PROBLEM REQUIREMENTS: From the entries below, copy exactly the lines from the one that contains "Target: reflection in mirror" through the one that contains "of the reed", both included, and only those.

(Entries taken from a collection)
=====

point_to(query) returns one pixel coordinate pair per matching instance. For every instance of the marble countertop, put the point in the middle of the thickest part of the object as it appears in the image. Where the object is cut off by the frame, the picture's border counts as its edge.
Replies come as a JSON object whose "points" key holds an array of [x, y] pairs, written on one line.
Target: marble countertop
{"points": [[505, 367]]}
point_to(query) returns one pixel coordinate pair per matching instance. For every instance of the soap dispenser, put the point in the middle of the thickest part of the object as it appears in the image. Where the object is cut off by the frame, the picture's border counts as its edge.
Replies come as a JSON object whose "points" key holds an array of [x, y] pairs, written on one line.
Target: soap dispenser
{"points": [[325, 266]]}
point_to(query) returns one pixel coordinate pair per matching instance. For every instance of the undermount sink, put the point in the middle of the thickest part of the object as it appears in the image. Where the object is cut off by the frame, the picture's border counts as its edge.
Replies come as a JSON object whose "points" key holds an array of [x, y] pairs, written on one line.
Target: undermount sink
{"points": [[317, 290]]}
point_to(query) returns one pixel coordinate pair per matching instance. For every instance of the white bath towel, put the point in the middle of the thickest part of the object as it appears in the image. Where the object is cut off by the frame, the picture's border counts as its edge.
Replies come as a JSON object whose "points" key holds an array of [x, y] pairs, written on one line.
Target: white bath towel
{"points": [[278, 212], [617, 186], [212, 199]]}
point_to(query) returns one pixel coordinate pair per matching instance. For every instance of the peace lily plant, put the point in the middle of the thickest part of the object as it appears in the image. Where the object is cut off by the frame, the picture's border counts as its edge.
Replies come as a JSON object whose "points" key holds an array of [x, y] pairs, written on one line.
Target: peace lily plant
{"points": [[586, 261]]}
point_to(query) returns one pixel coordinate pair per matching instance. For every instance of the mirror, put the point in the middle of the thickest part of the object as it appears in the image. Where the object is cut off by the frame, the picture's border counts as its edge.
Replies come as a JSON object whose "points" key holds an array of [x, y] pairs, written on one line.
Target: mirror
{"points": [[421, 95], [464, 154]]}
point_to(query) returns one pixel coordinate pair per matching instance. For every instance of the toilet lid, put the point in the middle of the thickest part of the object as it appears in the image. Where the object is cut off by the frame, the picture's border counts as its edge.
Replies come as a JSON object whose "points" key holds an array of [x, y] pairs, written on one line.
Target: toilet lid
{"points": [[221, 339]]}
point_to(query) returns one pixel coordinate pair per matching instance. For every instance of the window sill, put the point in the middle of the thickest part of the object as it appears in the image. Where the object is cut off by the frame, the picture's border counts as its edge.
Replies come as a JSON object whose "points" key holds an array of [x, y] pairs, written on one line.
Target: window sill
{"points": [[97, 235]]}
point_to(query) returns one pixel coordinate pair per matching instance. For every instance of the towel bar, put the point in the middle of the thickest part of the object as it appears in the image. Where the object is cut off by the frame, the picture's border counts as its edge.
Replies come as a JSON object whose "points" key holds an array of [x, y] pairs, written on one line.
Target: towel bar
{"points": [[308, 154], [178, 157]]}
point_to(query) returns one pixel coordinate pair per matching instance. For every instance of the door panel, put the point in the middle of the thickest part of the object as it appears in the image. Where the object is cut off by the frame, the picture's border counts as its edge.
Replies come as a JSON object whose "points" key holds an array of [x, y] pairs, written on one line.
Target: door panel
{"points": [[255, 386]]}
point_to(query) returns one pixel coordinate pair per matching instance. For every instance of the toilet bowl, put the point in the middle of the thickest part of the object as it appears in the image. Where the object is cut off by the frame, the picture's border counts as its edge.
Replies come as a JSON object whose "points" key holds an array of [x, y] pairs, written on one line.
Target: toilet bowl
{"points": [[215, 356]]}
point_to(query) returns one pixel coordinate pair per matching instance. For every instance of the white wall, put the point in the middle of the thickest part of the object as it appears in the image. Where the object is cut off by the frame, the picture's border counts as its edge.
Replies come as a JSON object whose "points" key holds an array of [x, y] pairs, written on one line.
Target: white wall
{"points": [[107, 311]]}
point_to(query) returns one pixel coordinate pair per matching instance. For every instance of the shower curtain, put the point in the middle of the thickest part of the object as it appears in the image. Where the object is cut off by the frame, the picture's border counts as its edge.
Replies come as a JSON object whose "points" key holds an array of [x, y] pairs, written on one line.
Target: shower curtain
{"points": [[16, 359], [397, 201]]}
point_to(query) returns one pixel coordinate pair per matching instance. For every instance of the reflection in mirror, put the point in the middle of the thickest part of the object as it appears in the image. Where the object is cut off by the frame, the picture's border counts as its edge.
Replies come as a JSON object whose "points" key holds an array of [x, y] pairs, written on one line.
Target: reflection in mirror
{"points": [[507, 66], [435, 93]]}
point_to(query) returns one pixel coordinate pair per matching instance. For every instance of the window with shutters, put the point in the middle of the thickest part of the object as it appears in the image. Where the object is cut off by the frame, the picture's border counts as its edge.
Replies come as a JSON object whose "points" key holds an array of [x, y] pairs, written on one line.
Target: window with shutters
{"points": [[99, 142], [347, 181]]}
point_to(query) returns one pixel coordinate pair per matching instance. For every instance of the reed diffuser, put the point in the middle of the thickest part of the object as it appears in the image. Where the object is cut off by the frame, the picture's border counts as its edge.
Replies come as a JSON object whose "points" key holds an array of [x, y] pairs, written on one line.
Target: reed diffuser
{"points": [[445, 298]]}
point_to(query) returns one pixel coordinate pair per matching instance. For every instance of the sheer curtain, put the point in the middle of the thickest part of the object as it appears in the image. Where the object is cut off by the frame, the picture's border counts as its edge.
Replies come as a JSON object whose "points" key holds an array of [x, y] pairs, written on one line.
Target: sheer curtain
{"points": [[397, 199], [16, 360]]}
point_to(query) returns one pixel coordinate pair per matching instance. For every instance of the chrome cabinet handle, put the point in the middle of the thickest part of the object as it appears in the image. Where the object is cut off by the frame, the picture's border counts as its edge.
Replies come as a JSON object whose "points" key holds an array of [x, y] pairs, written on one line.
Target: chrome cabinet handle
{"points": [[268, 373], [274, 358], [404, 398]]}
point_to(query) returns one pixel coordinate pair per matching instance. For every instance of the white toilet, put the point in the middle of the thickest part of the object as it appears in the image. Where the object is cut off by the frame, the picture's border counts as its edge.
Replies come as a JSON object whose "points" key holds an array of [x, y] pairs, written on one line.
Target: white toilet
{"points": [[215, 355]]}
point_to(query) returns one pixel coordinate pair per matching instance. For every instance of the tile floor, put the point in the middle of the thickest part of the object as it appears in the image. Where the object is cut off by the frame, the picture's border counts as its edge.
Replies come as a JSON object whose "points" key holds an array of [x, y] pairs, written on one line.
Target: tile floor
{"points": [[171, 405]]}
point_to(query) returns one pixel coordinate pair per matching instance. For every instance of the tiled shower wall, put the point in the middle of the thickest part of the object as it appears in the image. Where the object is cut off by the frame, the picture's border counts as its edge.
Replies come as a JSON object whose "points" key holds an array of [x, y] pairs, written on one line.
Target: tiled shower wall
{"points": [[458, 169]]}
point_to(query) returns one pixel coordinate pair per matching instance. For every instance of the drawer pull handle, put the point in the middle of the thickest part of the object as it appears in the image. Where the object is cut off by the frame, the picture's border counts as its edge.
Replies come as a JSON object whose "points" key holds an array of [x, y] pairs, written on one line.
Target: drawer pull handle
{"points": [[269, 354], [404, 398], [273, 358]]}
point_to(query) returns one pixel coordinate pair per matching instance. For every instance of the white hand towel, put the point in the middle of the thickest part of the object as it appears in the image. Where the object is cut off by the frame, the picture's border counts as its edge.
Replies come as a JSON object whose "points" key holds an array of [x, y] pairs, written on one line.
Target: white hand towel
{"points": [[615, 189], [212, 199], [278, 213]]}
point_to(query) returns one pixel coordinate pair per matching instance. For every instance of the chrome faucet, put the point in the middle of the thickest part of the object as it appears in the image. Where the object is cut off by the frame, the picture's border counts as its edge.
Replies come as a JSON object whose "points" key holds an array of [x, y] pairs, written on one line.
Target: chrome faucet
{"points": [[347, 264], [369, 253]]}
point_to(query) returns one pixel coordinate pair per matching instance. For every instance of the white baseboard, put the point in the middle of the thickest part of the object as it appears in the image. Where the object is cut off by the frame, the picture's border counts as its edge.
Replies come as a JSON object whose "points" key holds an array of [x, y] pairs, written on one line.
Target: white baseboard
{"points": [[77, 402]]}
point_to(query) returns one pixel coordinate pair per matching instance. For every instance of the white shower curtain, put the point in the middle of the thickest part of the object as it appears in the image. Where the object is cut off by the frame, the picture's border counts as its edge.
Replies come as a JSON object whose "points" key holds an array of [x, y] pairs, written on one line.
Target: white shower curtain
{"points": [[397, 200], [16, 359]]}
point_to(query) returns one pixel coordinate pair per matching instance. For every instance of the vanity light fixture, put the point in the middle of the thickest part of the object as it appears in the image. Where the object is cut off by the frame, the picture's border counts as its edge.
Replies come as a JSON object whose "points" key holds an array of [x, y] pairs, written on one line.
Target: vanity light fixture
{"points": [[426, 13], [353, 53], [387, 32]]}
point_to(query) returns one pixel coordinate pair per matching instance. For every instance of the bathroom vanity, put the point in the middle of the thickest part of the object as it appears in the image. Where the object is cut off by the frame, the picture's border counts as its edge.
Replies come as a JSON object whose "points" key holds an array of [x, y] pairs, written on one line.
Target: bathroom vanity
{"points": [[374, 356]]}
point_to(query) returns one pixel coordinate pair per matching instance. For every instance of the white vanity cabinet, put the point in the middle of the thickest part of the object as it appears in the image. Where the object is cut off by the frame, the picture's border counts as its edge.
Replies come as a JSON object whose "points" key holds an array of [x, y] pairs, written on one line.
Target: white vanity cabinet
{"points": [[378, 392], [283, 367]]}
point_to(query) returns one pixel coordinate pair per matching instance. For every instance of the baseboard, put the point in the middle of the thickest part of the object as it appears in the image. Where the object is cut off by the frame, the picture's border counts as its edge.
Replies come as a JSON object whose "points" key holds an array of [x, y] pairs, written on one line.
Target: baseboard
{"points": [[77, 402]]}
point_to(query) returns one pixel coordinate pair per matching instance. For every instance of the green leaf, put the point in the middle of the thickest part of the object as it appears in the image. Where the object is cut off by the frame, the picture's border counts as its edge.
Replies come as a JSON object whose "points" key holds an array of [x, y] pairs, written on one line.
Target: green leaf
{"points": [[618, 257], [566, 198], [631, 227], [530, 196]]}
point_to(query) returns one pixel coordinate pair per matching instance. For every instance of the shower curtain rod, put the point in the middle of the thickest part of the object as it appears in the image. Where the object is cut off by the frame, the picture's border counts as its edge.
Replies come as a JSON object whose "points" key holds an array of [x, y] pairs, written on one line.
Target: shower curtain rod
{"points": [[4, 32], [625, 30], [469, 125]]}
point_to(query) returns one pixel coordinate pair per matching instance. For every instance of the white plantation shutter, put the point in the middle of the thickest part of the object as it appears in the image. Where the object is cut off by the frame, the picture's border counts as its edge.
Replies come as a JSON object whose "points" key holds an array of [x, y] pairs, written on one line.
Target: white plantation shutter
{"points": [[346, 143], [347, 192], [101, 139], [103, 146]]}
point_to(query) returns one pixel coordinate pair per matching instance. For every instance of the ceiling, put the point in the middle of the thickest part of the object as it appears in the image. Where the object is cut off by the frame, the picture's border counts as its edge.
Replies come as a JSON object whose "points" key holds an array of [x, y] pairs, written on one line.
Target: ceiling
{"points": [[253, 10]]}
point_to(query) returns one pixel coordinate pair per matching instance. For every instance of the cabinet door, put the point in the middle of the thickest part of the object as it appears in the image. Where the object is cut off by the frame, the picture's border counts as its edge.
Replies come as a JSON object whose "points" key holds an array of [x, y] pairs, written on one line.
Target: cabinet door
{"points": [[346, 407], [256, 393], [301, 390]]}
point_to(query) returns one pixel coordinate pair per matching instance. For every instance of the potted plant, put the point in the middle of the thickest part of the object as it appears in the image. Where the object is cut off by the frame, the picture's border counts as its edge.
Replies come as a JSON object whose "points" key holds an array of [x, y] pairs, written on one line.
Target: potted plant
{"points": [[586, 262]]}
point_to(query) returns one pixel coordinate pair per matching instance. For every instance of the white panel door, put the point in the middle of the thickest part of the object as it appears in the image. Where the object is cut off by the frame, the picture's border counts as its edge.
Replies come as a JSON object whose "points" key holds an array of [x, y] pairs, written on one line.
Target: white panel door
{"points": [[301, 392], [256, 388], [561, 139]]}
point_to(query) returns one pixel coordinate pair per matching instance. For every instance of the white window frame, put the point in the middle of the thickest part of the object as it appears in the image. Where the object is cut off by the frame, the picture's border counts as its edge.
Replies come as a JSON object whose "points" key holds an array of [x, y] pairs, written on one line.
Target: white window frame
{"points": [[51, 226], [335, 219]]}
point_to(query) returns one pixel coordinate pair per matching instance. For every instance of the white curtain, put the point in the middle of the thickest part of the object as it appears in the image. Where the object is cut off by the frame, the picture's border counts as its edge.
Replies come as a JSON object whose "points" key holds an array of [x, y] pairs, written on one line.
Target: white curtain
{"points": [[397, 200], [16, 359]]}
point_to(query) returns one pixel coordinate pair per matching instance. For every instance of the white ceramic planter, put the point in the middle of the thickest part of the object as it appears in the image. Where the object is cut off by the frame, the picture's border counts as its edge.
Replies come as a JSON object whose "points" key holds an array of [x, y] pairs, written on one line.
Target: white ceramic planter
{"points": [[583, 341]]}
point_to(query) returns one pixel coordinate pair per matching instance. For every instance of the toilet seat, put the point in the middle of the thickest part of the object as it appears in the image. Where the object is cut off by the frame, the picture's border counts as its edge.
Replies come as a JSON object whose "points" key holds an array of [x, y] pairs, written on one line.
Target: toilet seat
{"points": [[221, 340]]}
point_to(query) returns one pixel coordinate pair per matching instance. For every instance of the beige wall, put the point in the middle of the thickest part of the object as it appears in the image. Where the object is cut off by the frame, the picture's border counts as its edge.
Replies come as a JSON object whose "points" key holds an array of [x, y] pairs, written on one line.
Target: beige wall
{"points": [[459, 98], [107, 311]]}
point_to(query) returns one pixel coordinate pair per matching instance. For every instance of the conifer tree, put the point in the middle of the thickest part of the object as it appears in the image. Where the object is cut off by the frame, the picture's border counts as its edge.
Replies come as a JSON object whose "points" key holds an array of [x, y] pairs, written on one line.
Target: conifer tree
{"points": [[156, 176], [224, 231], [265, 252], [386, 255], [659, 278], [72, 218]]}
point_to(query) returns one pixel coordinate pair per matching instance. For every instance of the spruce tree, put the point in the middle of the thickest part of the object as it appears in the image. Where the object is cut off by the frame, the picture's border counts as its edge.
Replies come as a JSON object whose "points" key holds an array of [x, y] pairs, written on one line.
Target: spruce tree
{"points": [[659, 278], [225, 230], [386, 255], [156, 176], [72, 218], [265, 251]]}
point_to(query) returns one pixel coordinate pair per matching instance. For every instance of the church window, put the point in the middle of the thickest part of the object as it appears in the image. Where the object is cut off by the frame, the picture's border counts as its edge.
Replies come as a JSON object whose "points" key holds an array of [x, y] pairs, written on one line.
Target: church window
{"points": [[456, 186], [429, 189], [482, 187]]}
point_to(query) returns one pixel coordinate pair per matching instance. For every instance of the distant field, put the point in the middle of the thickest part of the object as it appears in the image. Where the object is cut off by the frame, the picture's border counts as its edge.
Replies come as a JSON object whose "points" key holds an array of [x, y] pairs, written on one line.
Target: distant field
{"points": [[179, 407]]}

=====

RESPONSE:
Target: reflection in mirror
{"points": [[507, 66], [435, 93]]}
point_to(query) returns one pixel coordinate pair per matching instance. For every instance of the window with shutters, put the point in the middle of the thickest part of the object as it appears in the image. Where the object is cut off by the frame, the picture's border counts as its edge.
Replies come as a JSON object whose "points" key holds an array of [x, y] pairs, written on one line.
Target: window with shutters
{"points": [[99, 142], [347, 181]]}
point_to(query) returns one pixel coordinate pair per matching instance. For every instance of the reed diffuser, put the point in the middle of the thickest part of the object as it appears in the image. Where the object is cut off by the frame, the picture's border counts as its edge.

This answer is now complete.